TEXT PASSAGE =>
When inodes index feature is enabled, hash all non-dir inodes by the
address of the copy up origin inode if it is indexed.

Non-upper overlay inodes are hashed by the lower real inode, which is
the copy up origin to be. The lower (copy up origin) inode in stored in
the unused field i_data.private_data of the overlay inode.

This change makes all lower hardlinks and their indexed copy ups be
represented by a single overlay inode and is needed for vfs inode
consistency after hardlinks are no longer broken on copy up.

When hashing a non-upper overlay inode and an index entry already exists
from another lower alias copy up, set the overlay realinode to the indexed
upper inode. This is needed to make the overlay realinode invariant to
the order of lookup between two lower aliases, when only one fo them was
copied up.

WRITTEN EXERCISE 1 =>
Answer these questions about the text on overlay inode hashing:
(a) In which field of the overlay inode is the lower (copy up origin) inode kept?
(b) What are non-upper overlay inodes hashed by?
(c) If an index entry already exists from another lower alias copy up when a non-upper overlay inode is hashed, what is the overlay realinode set to?
The text and the records are two separate pieces of material.

RECORD SET =>
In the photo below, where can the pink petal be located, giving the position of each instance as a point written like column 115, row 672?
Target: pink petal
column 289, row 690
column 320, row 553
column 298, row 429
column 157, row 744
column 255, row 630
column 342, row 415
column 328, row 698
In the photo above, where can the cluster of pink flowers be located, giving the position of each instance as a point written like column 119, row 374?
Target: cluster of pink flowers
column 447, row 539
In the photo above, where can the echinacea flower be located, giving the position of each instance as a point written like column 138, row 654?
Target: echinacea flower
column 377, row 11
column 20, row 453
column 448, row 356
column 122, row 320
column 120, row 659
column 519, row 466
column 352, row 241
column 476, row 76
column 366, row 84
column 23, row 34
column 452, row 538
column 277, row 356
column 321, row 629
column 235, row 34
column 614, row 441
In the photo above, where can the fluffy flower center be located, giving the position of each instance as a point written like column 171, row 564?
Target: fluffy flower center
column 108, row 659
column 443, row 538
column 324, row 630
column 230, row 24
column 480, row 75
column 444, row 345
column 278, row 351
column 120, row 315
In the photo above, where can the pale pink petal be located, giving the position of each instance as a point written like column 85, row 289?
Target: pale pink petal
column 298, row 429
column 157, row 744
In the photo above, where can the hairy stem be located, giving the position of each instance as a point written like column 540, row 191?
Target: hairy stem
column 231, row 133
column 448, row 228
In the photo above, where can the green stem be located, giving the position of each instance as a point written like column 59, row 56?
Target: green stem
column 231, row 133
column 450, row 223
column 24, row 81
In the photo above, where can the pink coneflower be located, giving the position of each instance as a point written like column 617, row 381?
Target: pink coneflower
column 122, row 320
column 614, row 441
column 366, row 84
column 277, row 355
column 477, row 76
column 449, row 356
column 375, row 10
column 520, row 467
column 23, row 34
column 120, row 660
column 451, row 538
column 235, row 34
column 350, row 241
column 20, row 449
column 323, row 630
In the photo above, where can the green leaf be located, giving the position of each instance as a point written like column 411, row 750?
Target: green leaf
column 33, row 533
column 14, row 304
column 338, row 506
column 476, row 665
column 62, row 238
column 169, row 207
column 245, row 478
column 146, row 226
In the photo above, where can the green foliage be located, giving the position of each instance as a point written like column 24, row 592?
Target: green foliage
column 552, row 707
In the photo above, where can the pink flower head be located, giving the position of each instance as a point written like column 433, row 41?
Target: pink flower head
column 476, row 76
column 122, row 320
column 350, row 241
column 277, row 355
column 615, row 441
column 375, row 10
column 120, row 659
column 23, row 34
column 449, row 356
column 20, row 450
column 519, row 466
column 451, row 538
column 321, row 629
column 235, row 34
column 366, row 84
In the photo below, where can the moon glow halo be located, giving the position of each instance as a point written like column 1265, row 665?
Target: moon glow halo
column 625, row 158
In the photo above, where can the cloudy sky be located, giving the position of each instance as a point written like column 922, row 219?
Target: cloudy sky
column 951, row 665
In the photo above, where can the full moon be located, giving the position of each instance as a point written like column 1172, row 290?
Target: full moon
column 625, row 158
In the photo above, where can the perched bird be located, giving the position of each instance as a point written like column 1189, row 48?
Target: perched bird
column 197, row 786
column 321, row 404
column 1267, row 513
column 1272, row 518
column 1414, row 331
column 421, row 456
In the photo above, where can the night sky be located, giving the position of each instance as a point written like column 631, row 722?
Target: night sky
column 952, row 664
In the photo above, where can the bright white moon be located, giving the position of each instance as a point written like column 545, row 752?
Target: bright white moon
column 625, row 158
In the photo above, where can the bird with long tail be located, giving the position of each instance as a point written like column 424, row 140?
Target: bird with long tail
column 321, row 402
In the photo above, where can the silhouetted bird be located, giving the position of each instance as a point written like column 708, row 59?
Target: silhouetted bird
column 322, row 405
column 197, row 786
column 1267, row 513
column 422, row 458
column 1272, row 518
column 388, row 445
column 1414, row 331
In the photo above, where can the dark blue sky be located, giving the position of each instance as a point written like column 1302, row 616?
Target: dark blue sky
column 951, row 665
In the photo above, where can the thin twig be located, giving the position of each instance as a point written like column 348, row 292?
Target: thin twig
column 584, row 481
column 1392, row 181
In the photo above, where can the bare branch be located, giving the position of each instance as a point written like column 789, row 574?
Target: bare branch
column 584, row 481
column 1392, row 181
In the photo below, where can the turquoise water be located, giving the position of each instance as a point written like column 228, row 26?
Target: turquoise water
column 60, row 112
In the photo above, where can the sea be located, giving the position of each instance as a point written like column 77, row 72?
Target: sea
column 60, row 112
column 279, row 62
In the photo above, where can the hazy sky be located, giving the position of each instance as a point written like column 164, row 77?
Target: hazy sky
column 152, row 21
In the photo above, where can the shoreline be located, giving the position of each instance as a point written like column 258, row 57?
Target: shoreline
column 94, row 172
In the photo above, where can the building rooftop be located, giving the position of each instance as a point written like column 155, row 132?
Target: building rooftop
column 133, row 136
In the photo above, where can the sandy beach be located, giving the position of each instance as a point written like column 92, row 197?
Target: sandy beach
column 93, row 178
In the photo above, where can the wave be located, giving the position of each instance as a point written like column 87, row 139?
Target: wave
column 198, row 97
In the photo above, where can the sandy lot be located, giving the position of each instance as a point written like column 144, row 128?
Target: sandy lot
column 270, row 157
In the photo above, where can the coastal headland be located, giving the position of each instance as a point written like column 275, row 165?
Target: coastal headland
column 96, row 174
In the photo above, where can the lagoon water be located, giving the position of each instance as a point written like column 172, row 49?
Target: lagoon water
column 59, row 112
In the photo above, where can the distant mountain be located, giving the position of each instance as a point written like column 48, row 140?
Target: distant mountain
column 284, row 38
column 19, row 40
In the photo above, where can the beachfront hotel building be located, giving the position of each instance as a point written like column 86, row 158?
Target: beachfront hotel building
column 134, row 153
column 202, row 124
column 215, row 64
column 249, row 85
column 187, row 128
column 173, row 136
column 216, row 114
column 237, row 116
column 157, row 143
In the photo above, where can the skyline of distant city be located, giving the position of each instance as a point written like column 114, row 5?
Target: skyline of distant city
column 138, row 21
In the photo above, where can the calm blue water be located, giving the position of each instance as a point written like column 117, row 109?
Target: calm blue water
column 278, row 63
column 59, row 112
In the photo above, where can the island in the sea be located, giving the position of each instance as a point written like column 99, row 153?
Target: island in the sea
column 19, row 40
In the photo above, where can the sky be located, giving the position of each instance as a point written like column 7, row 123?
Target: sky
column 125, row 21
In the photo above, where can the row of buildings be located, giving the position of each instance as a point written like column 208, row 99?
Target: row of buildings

WRITTEN EXERCISE 2 =>
Quote the lines of the records starting at the line that has "In the photo above, where can the green foliage", and stop after the line that has "column 552, row 707".

WRITTEN REPLY 1 =>
(a) The unused field i_data.private_data.
(b) The lower real inode, which is the copy up origin to be.
(c) The indexed upper inode.

WRITTEN REPLY 2 =>
In the photo above, where can the green foliage be located, giving the position of each instance as a point written like column 24, row 592?
Target: green foliage
column 552, row 707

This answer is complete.